:: Dataset excerpts ::

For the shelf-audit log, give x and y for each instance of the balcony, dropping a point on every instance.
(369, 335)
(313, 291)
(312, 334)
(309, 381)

:::

(Requirement)
Copy out the data in full, exactly.

(Exercise result)
For the shelf-audit log, give x and y for each instance of the balcony, dropping a point on every instance.
(369, 335)
(313, 291)
(312, 334)
(309, 381)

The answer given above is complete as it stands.